Records for processing:
* * * * *
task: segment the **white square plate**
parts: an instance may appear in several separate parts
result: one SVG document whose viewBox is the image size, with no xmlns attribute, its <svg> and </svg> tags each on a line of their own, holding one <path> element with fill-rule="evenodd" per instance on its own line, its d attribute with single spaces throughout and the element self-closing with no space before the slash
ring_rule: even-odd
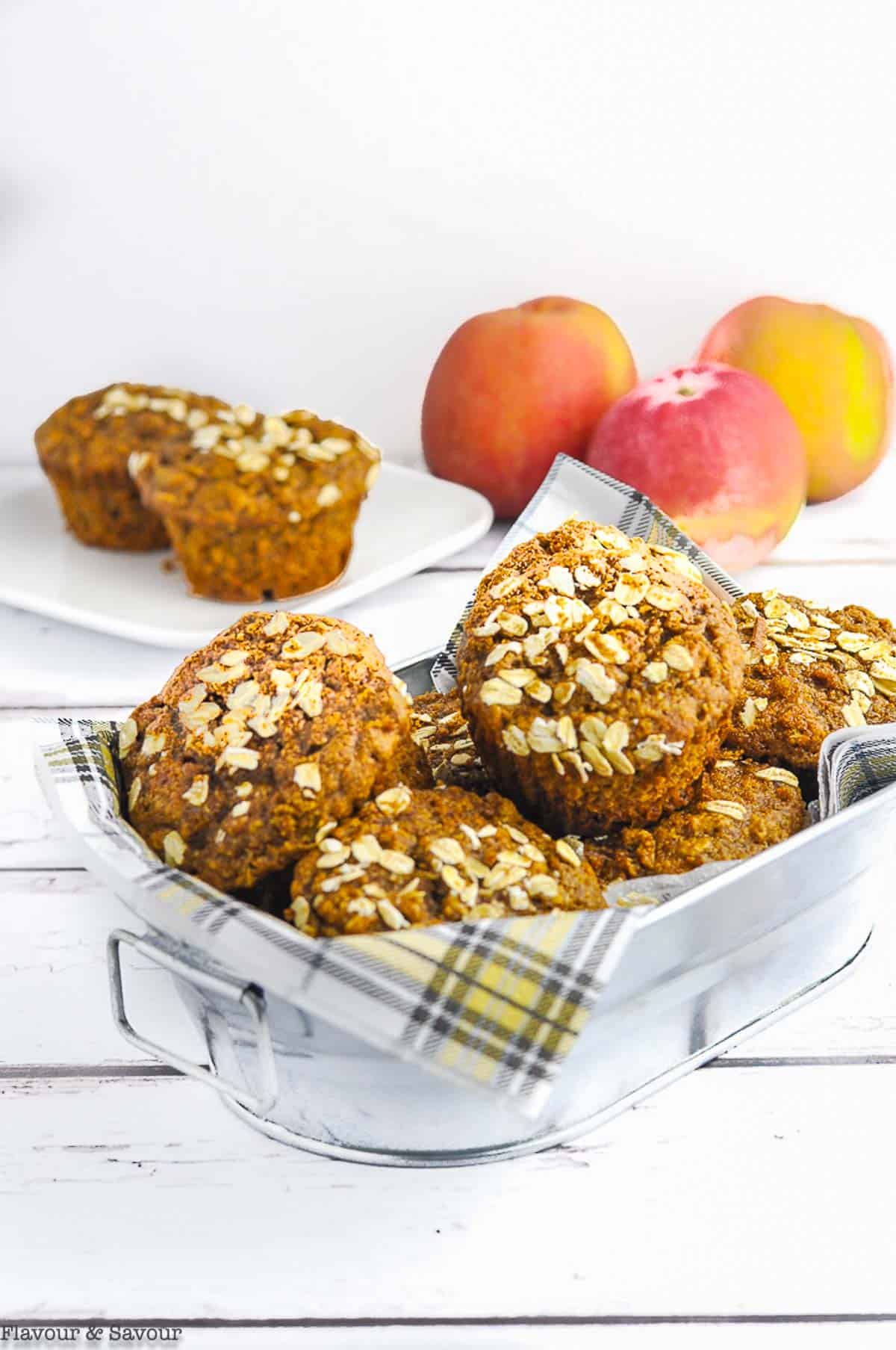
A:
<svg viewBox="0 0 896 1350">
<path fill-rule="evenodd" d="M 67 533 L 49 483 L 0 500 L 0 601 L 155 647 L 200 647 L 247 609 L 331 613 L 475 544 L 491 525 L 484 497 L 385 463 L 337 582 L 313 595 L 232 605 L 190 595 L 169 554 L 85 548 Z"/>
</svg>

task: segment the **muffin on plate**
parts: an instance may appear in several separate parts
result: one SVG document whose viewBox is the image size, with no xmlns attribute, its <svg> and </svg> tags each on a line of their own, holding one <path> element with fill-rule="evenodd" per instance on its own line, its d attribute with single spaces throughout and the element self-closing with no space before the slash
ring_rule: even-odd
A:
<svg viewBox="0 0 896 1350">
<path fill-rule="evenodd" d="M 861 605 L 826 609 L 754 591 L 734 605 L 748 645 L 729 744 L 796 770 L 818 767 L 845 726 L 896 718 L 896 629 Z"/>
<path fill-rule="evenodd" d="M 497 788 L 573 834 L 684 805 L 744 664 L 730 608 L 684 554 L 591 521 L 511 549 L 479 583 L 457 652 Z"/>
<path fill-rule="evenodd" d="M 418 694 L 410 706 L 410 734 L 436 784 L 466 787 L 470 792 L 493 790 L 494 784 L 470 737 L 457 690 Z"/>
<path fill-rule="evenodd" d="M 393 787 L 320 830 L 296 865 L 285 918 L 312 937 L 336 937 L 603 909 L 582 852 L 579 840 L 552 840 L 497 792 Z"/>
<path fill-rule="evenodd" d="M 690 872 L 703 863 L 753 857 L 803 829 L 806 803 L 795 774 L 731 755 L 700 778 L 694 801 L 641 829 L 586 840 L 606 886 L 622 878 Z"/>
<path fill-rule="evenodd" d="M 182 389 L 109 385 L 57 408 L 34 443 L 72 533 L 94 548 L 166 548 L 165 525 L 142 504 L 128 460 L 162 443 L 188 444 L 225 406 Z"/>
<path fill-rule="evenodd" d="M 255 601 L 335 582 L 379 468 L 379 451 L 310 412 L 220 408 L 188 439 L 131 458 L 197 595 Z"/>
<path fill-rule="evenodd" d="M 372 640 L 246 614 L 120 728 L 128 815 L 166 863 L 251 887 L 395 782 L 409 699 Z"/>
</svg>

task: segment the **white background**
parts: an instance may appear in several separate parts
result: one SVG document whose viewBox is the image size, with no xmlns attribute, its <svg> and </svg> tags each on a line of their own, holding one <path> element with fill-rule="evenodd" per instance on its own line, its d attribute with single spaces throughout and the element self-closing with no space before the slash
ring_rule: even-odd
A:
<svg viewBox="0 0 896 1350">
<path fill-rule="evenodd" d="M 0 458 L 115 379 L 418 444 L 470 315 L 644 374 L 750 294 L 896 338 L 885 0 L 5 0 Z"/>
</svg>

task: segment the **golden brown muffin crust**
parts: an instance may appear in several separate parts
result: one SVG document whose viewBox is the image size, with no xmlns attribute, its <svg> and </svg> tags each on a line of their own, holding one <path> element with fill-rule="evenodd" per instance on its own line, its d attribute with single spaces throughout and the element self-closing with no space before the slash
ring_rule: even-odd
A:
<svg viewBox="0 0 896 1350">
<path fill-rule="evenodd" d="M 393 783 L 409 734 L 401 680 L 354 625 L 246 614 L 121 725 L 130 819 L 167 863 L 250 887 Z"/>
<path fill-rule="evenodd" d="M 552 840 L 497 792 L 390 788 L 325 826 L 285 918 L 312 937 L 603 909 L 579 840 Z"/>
* * * * *
What to do: Pick out each line above that contains the string "task", and copy those lines. Case counts.

Answer to the problem:
task: segment the **white square plate**
task: segment the **muffin on plate**
task: segment the **white background**
task: segment the **golden brown muffin crust**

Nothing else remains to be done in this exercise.